| Task to carry out |
Rewrite the data below as a JSON list of strings, with each line as its own string. Leave out any blank lines.

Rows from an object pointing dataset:

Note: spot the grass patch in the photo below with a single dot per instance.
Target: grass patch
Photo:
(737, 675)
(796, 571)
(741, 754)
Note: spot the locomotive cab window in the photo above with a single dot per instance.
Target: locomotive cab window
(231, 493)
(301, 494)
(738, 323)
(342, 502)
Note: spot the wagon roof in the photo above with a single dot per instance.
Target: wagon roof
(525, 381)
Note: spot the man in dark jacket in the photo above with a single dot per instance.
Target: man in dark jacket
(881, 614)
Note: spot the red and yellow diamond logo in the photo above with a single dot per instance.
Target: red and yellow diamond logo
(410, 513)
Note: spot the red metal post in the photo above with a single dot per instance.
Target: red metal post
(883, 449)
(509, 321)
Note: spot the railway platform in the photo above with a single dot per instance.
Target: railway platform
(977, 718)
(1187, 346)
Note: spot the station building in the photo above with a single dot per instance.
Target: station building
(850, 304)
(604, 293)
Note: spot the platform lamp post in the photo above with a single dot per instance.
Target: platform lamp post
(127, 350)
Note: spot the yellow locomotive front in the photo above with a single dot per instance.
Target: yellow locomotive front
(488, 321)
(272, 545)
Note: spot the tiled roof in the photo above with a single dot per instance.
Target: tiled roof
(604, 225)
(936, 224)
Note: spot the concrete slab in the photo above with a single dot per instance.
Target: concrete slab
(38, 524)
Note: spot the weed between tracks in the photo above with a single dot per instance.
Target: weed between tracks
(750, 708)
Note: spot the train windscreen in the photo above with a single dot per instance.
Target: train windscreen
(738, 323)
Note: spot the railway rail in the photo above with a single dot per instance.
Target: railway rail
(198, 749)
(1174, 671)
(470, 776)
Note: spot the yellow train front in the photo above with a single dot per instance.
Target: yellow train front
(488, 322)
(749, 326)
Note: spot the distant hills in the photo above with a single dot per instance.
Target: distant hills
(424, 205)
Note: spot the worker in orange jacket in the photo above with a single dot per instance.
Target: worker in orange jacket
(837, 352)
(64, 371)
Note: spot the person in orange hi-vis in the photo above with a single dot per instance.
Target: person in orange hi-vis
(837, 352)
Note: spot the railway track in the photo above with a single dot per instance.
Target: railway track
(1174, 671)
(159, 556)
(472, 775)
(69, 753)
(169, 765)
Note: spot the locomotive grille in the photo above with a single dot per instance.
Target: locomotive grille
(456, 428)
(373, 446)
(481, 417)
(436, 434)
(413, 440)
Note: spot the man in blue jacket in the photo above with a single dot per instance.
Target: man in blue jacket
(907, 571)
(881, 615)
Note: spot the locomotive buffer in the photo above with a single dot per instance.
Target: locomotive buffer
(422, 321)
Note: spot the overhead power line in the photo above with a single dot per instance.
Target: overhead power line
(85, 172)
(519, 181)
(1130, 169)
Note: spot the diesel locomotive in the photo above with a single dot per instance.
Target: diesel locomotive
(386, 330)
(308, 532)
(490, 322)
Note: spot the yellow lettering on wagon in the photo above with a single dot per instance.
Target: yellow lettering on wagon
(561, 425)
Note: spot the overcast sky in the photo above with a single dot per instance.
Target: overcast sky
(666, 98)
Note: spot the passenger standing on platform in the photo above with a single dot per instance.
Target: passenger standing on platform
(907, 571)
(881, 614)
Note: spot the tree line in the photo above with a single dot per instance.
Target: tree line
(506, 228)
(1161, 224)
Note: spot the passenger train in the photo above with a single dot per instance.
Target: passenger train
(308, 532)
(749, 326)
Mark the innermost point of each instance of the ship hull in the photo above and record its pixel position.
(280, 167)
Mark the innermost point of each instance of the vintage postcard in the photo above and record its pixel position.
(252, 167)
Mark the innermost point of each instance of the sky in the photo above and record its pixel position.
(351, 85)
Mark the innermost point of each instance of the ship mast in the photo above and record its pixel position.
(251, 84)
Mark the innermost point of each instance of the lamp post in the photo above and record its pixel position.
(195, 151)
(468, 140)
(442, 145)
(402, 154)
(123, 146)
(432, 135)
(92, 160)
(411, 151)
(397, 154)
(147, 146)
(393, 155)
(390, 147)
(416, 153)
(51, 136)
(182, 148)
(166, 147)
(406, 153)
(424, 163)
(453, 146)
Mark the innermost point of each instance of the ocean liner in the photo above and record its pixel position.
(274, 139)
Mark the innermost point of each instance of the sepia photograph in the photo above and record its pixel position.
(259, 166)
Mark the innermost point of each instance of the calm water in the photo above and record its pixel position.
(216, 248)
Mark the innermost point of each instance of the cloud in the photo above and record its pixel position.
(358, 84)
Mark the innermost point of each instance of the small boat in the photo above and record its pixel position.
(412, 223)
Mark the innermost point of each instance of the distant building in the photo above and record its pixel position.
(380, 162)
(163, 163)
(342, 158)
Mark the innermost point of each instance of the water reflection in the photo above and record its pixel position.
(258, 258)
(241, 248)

| Result below |
[
  "Note: spot the grass patch in the photo below with a single dot per instance.",
  "Target: grass patch",
  "Photo:",
  "(737, 675)",
  "(796, 571)",
  "(741, 754)",
  "Note: spot the locomotive cab window in the photo above with a single dot per instance.",
  "Target: locomotive cab window",
  "(231, 493)",
  "(301, 494)",
  "(738, 323)",
  "(342, 502)",
  "Note: spot the wagon roof in the photo above with a single dot per instance.",
  "Target: wagon roof",
  "(525, 381)",
  "Note: spot the man in dark jacket in the photo above with a single dot per instance.",
  "Target: man in dark jacket",
  "(881, 614)",
  "Note: spot the red and yellow diamond logo in the photo above with a single dot per instance.",
  "Target: red and yellow diamond logo",
  "(410, 513)",
  "Note: spot the red metal post in the photo above with a single dot per instance.",
  "Target: red metal post",
  "(883, 449)",
  "(509, 321)",
  "Note: spot the railway platform in the photo above with a single dot per instance.",
  "Target: railway platform",
  "(977, 718)",
  "(1187, 346)",
  "Note: spot the station building in the photo above with a single dot per instance.",
  "Target: station building",
  "(850, 304)",
  "(604, 293)",
  "Note: spot the platform lamp post in the photo above with a single dot per instance.",
  "Target: platform lamp post",
  "(127, 350)",
  "Note: spot the yellow locomotive front in the photo above with a single dot per instance.",
  "Target: yellow locomotive front",
  "(488, 321)",
  "(272, 545)",
  "Note: spot the tiled roof in the photo above with a single dot per instance.",
  "Target: tiled roof",
  "(604, 225)",
  "(936, 224)",
  "Note: spot the concrete slab in the photo above with a single dot per instance.",
  "Target: concrete slab",
  "(38, 524)",
  "Note: spot the weed between tracks in the photo above with a single dot per instance.",
  "Target: weed between tracks",
  "(750, 708)",
  "Note: spot the train windscreen in the photo above with a single dot per instance.",
  "Target: train windscreen",
  "(738, 323)",
  "Note: spot the railway rail in the photo above with a single dot per instance.",
  "Target: railway rail",
  "(198, 749)",
  "(1174, 671)",
  "(470, 776)",
  "Note: spot the yellow train front in the photo above with a single dot per instance.",
  "Target: yellow train front",
  "(488, 322)",
  "(749, 326)",
  "Note: spot the distant hills in the photo above with a single dot per instance.",
  "Target: distant hills",
  "(424, 205)",
  "Note: spot the worker in orange jacket in the photo above with a single dot per instance.",
  "Target: worker in orange jacket",
  "(837, 352)",
  "(64, 371)",
  "Note: spot the person in orange hi-vis in the photo above with a single dot per instance.",
  "Target: person in orange hi-vis",
  "(837, 352)",
  "Note: spot the railway track in the photo above with a single dot per instance.",
  "Target: railway track",
  "(1174, 671)",
  "(159, 556)",
  "(472, 775)",
  "(69, 753)",
  "(169, 765)",
  "Note: spot the locomotive grille in the photo above with a single dot per instance.",
  "Target: locomotive grille",
  "(456, 428)",
  "(373, 446)",
  "(481, 417)",
  "(436, 434)",
  "(413, 440)",
  "Note: spot the man in blue jacket in the photo above with a single dot per instance.",
  "Target: man in blue jacket",
  "(907, 571)",
  "(881, 615)",
  "Note: spot the locomotive buffer in the photo above with a single dot per instance.",
  "Target: locomotive buffer",
  "(422, 321)",
  "Note: spot the overhead power line in the photo above with a single dot per instance.",
  "Target: overhead power line",
  "(85, 172)",
  "(519, 181)",
  "(1130, 169)",
  "Note: spot the diesel locomotive in the photo above with a single dot per instance.",
  "Target: diesel locomotive",
  "(386, 330)",
  "(308, 532)",
  "(490, 322)",
  "Note: spot the yellow lettering on wagon in the photo above with a single dot per instance.",
  "Target: yellow lettering on wagon",
  "(561, 425)",
  "Note: spot the overcast sky in the photo above with a single dot per instance.",
  "Target: overcast sky",
  "(666, 98)",
  "Note: spot the passenger standing on platform in the photo above with a single dot per instance.",
  "Target: passenger standing on platform",
  "(907, 571)",
  "(881, 614)",
  "Note: spot the tree line in the photo above with a single dot per instance.",
  "Target: tree line",
  "(506, 228)",
  "(1161, 224)",
  "Note: spot the passenger train in the photo above with a single dot per instance.",
  "Target: passenger train",
  "(308, 532)",
  "(749, 326)",
  "Mark the innermost point of each instance of the ship hull in the photo above and record its pixel position.",
  "(280, 167)",
  "Mark the innermost point of each instance of the vintage postcard in the photo above and record its pixel position.",
  "(252, 167)",
  "Mark the innermost point of each instance of the sky in the photo above and record its pixel position.",
  "(351, 85)",
  "Mark the innermost point of each instance of the ship mast in the photo above and record its pixel position.",
  "(251, 84)",
  "Mark the innermost point of each instance of the lamp post in the photo above and record its pixel position.",
  "(195, 151)",
  "(468, 140)",
  "(442, 145)",
  "(402, 154)",
  "(123, 146)",
  "(432, 135)",
  "(92, 160)",
  "(411, 151)",
  "(397, 154)",
  "(147, 146)",
  "(393, 155)",
  "(390, 147)",
  "(416, 153)",
  "(51, 136)",
  "(182, 148)",
  "(166, 147)",
  "(406, 153)",
  "(424, 163)",
  "(453, 146)",
  "Mark the innermost point of each instance of the ocean liner in the photo above and record its pixel position.",
  "(274, 139)",
  "Mark the innermost point of each instance of the sepia photograph in the photo above and record its pixel position.",
  "(259, 166)",
  "Mark the innermost point of each instance of the calm water in the photo above and record its pixel position.",
  "(216, 248)",
  "Mark the innermost point of each instance of the cloud in the photo above and record its pixel position.",
  "(358, 84)",
  "Mark the innermost point of each instance of the small boat in the photo above and record its pixel position.",
  "(412, 223)",
  "Mark the innermost point of each instance of the distant building in the photo above and record its pixel position.",
  "(380, 162)",
  "(163, 163)",
  "(342, 158)",
  "Mark the innermost point of each instance of the water reflection in the photo above and record its pixel position.",
  "(258, 258)",
  "(241, 248)"
]